Kurz nach der Absage der Südwestlinie forcieren ÖVP und FPÖ den Bau einer neuen Straßenunterführung vom Westen direkt ins Zentrum. Mehr Autos als willkommenes
„Argument“ für die umstrittenen Innenstadt-Tiefgaragen?
PRO BIM hat in den vergangenen Jahren mehrfach davor gewarnt, dass die ständigen Verschiebungen und unsinnigen Umplanungen der Südwestlinie – laut der seriösen „Hüsler-Studie“ die wichtigste Grazer Straßenbahnneubaustrecke – letztlich nur dazu dienen, das Projekt sukzessive zu Grabe zu tragen und somit die notwendigen Eingriffe in den Straßenverkehr zu vermeiden.
Diese Befürchtungen haben sich nunmehr bestätigt. Die Südwestlinie wurde da facto abgesagt, stattdessen soll eine neue Straßenunterführung westlich der Josef-Huber-Gasse einerseits eine Anbindung des Reininghaus-Quartiers, andererseits eine zusätzliche Einfahrtsroute für Pendler aus dem Westen schaffen. Beides nur für den Autoverkehr, versteht sich. Hier gilt es freilich, kritisch nachzufragen:
- Reininghaus wurde stets als „Öko-Stadtteil“ beworben: viel sanfte Mobilität, kurze Wege, wenig Autoverkehr. Warum benötigt ein solcher Stadtteil erstens überhaupt eine zusätzliche hochrangige Straßenanbindung und zweitens, warum ist diese offenbar wichtiger als die Straßenbahn? Hat sich Graz von dem ursprünglichen Mobilitätskonzept längst verabschiedet?

================

AUFGABE 1 ▸
Schreiben Sie aus dem Text zur Südwestlinie einen Abschnitt wortgetreu heraus. Beginnen Sie bei den Worten „Diese Befürchtungen haben“ und enden Sie nach „Mobilitätskonzept längst verabschiedet?“.

[Einträge aus einer Annotationssammlung]
================

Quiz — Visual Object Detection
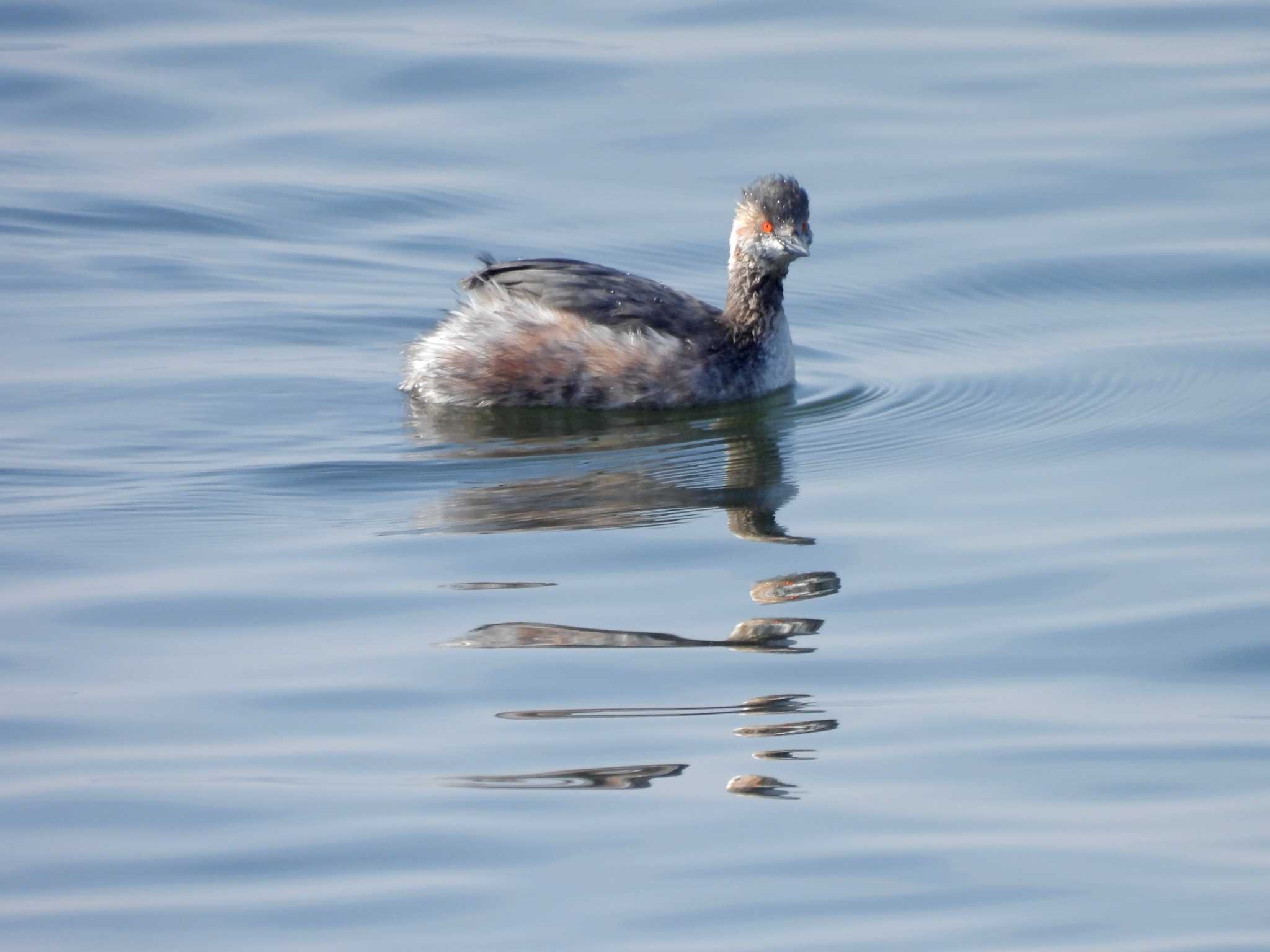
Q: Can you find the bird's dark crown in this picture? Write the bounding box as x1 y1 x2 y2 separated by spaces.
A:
740 174 810 221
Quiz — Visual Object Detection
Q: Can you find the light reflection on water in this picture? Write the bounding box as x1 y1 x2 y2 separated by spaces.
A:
0 0 1270 952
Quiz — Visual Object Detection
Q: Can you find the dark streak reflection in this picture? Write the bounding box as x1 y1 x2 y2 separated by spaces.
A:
750 747 815 760
435 618 824 654
446 764 688 790
409 394 815 546
438 573 840 800
749 573 842 606
728 773 801 800
494 694 819 721
437 581 556 591
733 717 838 738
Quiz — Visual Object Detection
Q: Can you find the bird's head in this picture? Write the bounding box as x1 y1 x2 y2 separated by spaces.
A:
730 175 812 270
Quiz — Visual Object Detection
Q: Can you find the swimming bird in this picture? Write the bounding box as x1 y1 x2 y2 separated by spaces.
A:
401 175 812 407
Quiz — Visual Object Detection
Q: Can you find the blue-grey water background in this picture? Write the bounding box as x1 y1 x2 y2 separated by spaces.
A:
0 0 1270 952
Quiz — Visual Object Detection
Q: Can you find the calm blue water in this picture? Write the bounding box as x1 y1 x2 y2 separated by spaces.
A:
0 0 1270 952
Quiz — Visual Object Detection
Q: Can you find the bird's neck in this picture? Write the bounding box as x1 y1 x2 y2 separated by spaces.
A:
721 253 789 343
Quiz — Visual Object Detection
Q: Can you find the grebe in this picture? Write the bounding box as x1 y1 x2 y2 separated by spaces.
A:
401 175 812 407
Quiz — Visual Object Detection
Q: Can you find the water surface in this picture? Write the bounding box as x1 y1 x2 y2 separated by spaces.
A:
0 0 1270 952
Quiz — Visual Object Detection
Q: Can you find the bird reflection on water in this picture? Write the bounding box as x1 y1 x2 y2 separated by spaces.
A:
446 764 688 790
409 392 815 546
438 556 841 800
435 573 841 654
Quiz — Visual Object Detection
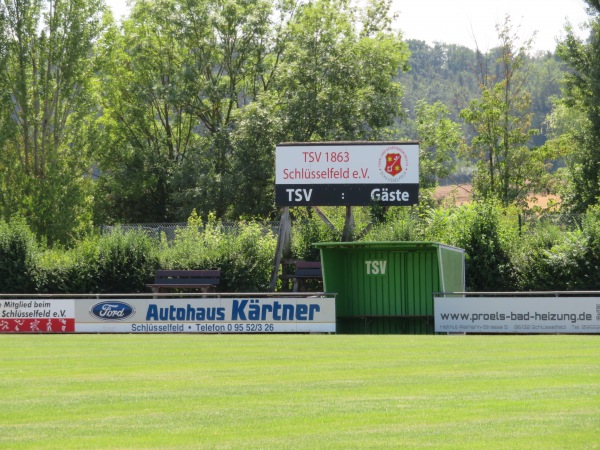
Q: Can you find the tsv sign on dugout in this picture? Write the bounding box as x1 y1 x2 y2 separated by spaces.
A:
275 141 419 206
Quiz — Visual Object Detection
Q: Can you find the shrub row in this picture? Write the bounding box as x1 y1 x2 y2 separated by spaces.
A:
0 203 600 293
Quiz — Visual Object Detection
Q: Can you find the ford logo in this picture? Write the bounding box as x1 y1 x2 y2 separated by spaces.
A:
90 301 135 320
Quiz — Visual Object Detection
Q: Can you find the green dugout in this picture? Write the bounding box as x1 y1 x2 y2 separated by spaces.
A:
315 242 465 334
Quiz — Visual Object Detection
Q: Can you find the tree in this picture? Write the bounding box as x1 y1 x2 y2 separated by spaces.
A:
98 0 285 221
417 101 462 189
274 0 409 142
461 16 545 205
0 0 104 242
95 1 202 223
557 0 600 213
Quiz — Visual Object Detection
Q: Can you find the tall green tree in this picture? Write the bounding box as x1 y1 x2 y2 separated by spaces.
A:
275 0 409 141
98 0 286 221
461 16 545 205
0 0 104 242
417 101 463 189
95 0 197 223
557 0 600 212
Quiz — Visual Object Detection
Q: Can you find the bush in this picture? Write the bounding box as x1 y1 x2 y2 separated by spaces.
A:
38 230 158 293
95 231 159 293
0 219 39 294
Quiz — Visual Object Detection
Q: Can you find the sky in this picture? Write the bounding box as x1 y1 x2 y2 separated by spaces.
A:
106 0 588 51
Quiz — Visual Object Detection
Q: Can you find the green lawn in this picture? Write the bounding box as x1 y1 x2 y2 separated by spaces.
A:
0 335 600 449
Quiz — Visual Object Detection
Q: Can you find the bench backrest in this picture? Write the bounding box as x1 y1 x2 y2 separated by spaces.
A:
154 270 221 285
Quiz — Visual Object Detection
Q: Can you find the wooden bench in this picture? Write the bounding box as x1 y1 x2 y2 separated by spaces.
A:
146 270 221 293
292 261 323 292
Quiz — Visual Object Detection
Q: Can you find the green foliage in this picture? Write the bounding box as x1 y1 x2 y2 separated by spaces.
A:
37 229 158 293
363 208 423 242
95 230 158 293
417 101 462 189
291 208 343 261
161 212 277 292
557 11 600 213
0 219 39 293
461 16 546 206
0 0 104 244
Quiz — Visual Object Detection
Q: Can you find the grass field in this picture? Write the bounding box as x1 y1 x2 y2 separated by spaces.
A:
0 335 600 449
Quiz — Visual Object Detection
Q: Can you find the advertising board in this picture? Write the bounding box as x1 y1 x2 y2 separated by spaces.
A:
275 142 419 206
0 297 336 333
434 297 600 334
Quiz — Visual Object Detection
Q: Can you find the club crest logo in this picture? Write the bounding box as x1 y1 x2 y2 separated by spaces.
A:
379 146 408 182
385 153 402 177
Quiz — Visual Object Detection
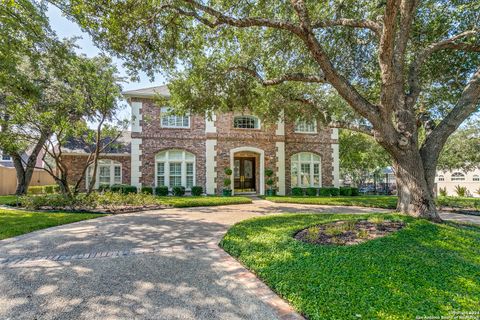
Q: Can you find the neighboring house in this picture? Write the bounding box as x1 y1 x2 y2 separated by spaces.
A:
435 169 480 197
62 131 131 189
122 86 339 195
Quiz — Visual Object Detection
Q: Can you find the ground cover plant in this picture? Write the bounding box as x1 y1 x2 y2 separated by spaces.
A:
0 209 104 240
221 214 480 319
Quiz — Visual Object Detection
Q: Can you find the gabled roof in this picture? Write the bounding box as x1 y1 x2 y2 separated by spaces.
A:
122 85 170 98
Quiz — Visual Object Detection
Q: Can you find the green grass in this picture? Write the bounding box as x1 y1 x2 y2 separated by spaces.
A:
221 214 480 320
265 196 397 209
0 209 104 240
437 197 480 211
157 196 252 208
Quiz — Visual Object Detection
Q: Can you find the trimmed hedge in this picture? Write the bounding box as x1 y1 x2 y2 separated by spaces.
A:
172 186 185 197
155 186 168 197
192 186 203 197
110 184 137 194
292 187 303 196
141 187 153 194
305 187 317 197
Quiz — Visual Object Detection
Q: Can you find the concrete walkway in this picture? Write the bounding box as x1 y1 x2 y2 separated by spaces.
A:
0 200 480 320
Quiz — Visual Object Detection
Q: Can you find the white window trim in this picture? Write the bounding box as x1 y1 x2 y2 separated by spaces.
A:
232 114 262 130
294 119 318 134
155 149 197 190
85 159 123 189
290 152 322 188
160 107 191 129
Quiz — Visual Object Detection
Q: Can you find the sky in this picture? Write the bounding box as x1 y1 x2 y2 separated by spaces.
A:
47 5 165 118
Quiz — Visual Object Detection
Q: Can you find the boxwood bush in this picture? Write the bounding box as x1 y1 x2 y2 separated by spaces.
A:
292 187 303 196
172 186 185 197
192 186 203 197
305 187 317 197
155 186 168 197
141 187 153 194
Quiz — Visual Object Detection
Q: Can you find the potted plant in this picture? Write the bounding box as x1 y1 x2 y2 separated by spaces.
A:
223 168 233 197
265 169 277 196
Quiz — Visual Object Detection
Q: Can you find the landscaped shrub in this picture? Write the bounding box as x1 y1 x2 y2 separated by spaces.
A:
351 188 360 197
292 187 303 196
155 186 168 197
110 184 137 194
172 186 185 197
340 187 352 197
27 186 44 194
318 188 330 197
305 187 317 197
142 187 153 194
329 187 340 197
98 184 110 192
192 186 203 197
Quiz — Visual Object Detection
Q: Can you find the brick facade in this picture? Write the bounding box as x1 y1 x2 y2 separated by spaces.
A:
62 154 132 190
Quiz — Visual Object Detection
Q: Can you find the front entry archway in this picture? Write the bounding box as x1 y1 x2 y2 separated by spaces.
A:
230 147 265 195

================

AUFGABE 2 ▸
Sammeln Sie alle Zeilen der Datensätze, in denen die Zeichenfolge „plant“ vorkommt. Dabei ist die Groß- und Kleinschreibung zu beachten.

ERWARTETE LÖSUNG 1 ▸
Diese Befürchtungen haben sich nunmehr bestätigt. Die Südwestlinie wurde da facto abgesagt, stattdessen soll eine neue Straßenunterführung westlich der Josef-Huber-Gasse einerseits eine Anbindung des Reininghaus-Quartiers, andererseits eine zusätzliche Einfahrtsroute für Pendler aus dem Westen schaffen. Beides nur für den Autoverkehr, versteht sich. Hier gilt es freilich, kritisch nachzufragen:
- Reininghaus wurde stets als „Öko-Stadtteil“ beworben: viel sanfte Mobilität, kurze Wege, wenig Autoverkehr. Warum benötigt ein solcher Stadtteil erstens überhaupt eine zusätzliche hochrangige Straßenanbindung und zweitens, warum ist diese offenbar wichtiger als die Straßenbahn? Hat sich Graz von dem ursprünglichen Mobilitätskonzept längst verabschiedet?

ERWARTETE LÖSUNG 2 ▸
Q: Can you find the ground cover plant in this picture? Write the bounding box as x1 y1 x2 y2 separated by spaces.
Q: Can you find the potted plant in this picture? Write the bounding box as x1 y1 x2 y2 separated by spaces.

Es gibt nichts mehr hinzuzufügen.